What you will do:
Return the records exactly as they are.

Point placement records
= = = = =

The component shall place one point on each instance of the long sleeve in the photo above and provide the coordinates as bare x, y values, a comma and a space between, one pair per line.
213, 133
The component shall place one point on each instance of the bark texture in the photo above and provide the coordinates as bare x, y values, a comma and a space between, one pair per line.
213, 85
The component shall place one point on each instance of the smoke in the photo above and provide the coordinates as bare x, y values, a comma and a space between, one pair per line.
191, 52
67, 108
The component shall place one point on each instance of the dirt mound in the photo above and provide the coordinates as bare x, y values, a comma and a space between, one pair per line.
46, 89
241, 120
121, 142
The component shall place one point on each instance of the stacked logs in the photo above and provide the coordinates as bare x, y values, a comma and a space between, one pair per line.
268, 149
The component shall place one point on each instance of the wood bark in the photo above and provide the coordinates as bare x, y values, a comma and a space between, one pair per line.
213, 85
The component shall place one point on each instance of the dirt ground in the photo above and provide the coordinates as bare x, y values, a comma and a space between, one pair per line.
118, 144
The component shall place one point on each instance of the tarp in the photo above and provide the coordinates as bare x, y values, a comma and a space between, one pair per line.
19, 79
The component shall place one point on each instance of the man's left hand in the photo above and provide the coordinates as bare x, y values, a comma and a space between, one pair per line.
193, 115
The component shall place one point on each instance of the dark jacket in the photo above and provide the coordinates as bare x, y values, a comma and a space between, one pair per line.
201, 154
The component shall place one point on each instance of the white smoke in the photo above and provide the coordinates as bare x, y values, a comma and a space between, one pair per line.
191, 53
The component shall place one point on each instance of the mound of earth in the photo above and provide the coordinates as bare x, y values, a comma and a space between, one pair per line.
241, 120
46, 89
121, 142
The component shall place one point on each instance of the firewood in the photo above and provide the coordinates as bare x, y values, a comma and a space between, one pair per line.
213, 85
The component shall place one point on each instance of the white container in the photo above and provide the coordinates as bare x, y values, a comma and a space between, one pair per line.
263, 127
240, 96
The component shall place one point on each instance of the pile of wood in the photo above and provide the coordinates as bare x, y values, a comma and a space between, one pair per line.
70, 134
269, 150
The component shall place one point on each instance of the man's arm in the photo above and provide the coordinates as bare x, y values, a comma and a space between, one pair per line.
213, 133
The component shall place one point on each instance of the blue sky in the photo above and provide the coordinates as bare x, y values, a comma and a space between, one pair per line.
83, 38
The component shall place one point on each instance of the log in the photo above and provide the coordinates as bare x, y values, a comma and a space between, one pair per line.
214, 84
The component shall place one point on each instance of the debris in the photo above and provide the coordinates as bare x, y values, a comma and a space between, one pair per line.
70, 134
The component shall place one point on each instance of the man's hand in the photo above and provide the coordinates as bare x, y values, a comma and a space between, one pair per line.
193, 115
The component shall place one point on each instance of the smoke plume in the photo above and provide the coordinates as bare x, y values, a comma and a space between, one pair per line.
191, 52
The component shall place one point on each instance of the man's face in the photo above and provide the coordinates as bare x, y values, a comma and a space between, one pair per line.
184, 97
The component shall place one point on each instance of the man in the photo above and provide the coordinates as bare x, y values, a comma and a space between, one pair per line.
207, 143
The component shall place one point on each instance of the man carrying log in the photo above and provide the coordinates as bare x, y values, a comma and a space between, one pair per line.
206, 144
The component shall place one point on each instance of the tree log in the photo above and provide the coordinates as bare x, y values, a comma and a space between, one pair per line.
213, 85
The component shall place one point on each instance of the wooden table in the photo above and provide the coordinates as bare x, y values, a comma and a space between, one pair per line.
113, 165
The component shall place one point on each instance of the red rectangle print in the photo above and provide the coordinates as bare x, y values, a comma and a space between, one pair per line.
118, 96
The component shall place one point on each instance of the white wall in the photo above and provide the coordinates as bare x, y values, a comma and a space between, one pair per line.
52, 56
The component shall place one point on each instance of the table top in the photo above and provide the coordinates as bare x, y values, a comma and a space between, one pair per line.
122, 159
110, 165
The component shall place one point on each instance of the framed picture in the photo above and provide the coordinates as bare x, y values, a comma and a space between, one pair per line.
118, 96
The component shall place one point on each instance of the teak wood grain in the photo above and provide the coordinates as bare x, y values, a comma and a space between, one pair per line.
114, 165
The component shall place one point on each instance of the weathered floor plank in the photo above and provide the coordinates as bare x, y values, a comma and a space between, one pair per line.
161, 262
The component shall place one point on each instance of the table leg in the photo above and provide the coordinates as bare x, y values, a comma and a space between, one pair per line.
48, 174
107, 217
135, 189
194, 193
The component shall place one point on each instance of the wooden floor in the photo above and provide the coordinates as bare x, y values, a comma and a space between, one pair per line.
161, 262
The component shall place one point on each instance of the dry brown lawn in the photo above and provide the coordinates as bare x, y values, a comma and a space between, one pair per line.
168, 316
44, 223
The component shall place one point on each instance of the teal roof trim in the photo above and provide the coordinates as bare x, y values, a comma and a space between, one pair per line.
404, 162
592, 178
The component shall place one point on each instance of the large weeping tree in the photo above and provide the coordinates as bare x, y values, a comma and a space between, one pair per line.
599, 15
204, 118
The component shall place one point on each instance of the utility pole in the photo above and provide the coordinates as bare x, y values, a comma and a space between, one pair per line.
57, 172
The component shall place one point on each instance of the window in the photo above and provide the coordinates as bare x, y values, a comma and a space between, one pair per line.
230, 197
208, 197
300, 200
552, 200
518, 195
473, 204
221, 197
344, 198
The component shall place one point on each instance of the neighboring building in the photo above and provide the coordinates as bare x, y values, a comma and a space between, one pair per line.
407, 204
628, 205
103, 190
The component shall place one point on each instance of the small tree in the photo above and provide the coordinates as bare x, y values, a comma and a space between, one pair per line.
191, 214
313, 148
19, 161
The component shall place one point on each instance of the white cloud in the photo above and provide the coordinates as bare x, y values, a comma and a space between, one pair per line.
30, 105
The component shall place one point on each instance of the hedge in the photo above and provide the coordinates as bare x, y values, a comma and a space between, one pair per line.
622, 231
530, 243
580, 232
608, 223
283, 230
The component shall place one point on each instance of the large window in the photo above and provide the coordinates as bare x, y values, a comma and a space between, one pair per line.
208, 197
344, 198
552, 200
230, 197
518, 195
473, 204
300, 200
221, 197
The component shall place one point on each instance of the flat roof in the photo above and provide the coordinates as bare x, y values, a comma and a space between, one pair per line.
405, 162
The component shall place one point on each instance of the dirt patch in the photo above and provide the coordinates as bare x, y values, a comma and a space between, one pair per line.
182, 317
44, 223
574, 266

= = = = =

Answer to the task:
The component shall place one point on each instance of the long sleeve in the photo above and provide the coordinates as bare x, y values, a comma and a space between, one pair per line.
213, 133
The component shall place one point on each instance of the bark texture in the photo above and provide the coordinates as bare x, y values, a comma and a space between, one pair per line.
213, 85
The component shall place one point on each instance of the smoke in the photo above and provide the coordinates as bare x, y values, a comma and a space between, one pair per line.
191, 52
67, 108
The component shall place one point on each instance of the dirt mound in the photo above and provide the coordinates as bare x, y values, a comma and a space between, one pair per line.
46, 89
241, 120
121, 142
The component shall place one point on each instance of the stacked logs in the photo above and provide the coordinates as bare x, y values, a comma and a space between, one pair per line.
268, 149
The component shall place one point on each instance of the wood bark in the photo above and provide the coordinates as bare x, y values, a comma and a space between, one pair per line.
213, 85
The component shall place one point on each instance of the dirt ground in the photo above and provide the coordinates as bare x, y values, a comma and a space between, one pair per line.
118, 144
The component shall place one point on each instance of the tarp in the photo above and provide the coordinates as bare x, y values, a comma and a space between, one pair per line.
19, 79
The component shall place one point on each instance of the man's left hand in the photo above and provide the coordinates as bare x, y values, a comma and a space between, one pair per line.
193, 115
The component shall place one point on each instance of the dark jacket in the photo above and provide the coordinates as bare x, y values, a comma and a space between, one pair per line.
201, 154
The component shall place one point on each instance of the white smoke in the photo above and provide the coordinates as bare x, y values, a comma and a space between, one pair per line.
191, 53
The component shall place one point on each instance of the mound of earth in the photo above and provide the coordinates as bare x, y values, a comma and a space between, one pair per line.
241, 120
46, 89
121, 142
The component shall place one point on each instance of the firewood in the photo above and provide the coordinates as bare x, y values, a comma and a space between, one pair per line.
213, 85
The component shall place one point on each instance of the white container in the photo above and provide the coordinates as bare x, y values, a comma and a space between, one pair per line.
263, 127
240, 96
The component shall place one point on each instance of the pile of wood in the photo above and provide the coordinates as bare x, y values, a comma and a space between, one pair per line.
70, 134
269, 150
The component shall place one point on each instance of the man's arm in the photo above and provide the coordinates as bare x, y values, a comma and a space between, one pair per line.
213, 133
The component shall place one point on each instance of the blue sky in the photo above and provide the coordinates as bare x, y values, a comma and a space between, one pair per line.
83, 38
The component shall place one point on each instance of the log in the photo above and provide the coordinates as bare x, y values, a comma and a space between, one pair per line.
214, 84
The component shall place one point on each instance of the debris in the photo above and provide the coordinates as bare x, y values, a comma and a space between, one pair per line.
70, 134
The component shall place one point on each instance of the man's hand in the photo above and provide the coordinates as bare x, y values, a comma and a space between, one pair per line.
193, 115
The component shall place one point on each instance of the smoke plume in the photo above and provide the coordinates as bare x, y values, a comma and a space between, one pair per line.
191, 52
The component shall place one point on each instance of the man's face in the photo above and provide the coordinates as bare x, y values, a comma and a space between, one pair per line.
184, 97
The component shall place one point on each instance of the man in the photo above and provide the coordinates as bare x, y values, a comma and a space between, one pair per line.
207, 143
The component shall place one point on each instance of the man carrying log in the photo above and provide the coordinates as bare x, y values, a comma and a space between, one pair per line.
206, 144
The component shall place one point on each instance of the tree log in the photo above and provide the coordinates as bare x, y values, a comma and a space between, one pair per line.
213, 85
The component shall place one point on each instance of the wooden table in the photo above and provide the coordinates as bare x, y values, a comma and a space between, one pair per line.
113, 165
The component shall place one point on each instance of the red rectangle print in the photo above and provide the coordinates as bare x, y values, a comma and a space between, one pair per line.
118, 96
The component shall place one point on each instance of the white wall in the photo above and provide the coordinates as bare x, y values, a comma and a space between, one pair per line.
52, 56
The component shall place one point on each instance of the table top in the photo above and provide the coordinates as bare x, y values, a comma and a space between, one pair per line.
122, 159
110, 165
The component shall place one point on each instance of the framed picture in the photo above and provide the coordinates as bare x, y values, a comma and a space between, one pair per line.
118, 96
The component shall place one point on each instance of the teak wood grain in the photo above and provide the coordinates as bare x, y values, a comma and a space between, one pair per line.
114, 165
The component shall place one point on each instance of the weathered floor plank in the photo above and provide the coordinates as bare x, y values, a comma and a space between, one pair per line.
161, 262
The component shall place one point on each instance of the table leg in the photo above and provide the coordinates as bare x, y values, a comma and a space between, one pair per line.
48, 174
107, 217
135, 189
194, 193
The component shall place one point on each instance of the wooden floor in the photo above and provide the coordinates as bare x, y values, a comma and a space between, one pair per line.
161, 262
The component shall place one point on each instance of the dry brown lawn in the photo above and provide the coordinates as bare x, y values, a comma and a space between, one pair per line.
168, 316
44, 223
The component shall place one point on each instance of the teal roof trim in the photo above and provide the coordinates as bare x, y values, a comma and a space between, one pair per line.
404, 162
592, 178
The component shall place one point on each instance of the large weeping tree in the photo above and provide the coordinates as bare x, y values, a comma and a space between, one pair per line.
599, 15
204, 118
The component shall place one point on each instance of the utility pole in the photo above and provide the coordinates as bare x, y values, a comma and a space between, one pair per line.
57, 172
The component shall place one point on each instance of the window in the photo above and provide the coordinates as bare x, y values, a comma and a space between, one pair per line.
230, 197
208, 197
300, 200
552, 200
518, 195
473, 204
221, 197
344, 198
The component shall place one point on each instance of the neighboring building in the photo above and provide the coordinates as bare x, y values, a comma and a space between, one pair per line.
407, 204
628, 205
103, 190
The component shall place one point on each instance of the small tree in the photo above and provide the coordinates as bare x, y values, a comma and a space between, one pair per line.
191, 214
313, 148
19, 161
The component shall place one point on each instance of the white cloud in the photo above and provide the coordinates as bare x, y values, a comma and a space between, one pair per line.
30, 105
The component shall place one point on each instance of the hedge in the photo above and provide the coordinates as bare x, y values, a comma and a space between, one pair per line.
622, 231
530, 243
580, 232
608, 223
283, 230
The component shall place one point on each instance of the large window in the photo above and provide the coordinates as bare x, y values, a comma and a space between, one pair per line.
208, 197
344, 198
552, 200
230, 197
518, 195
473, 204
300, 200
221, 197
The component shall place one point on each instance of the flat roof in the photo above and provide the coordinates as bare x, y values, a comma and a space between, one pair per line.
405, 162
The component shall place one point on each instance of the dirt patch in the photo above and provide the coordinates as bare x, y values, a comma and a space between, one pair per line.
182, 317
44, 223
574, 266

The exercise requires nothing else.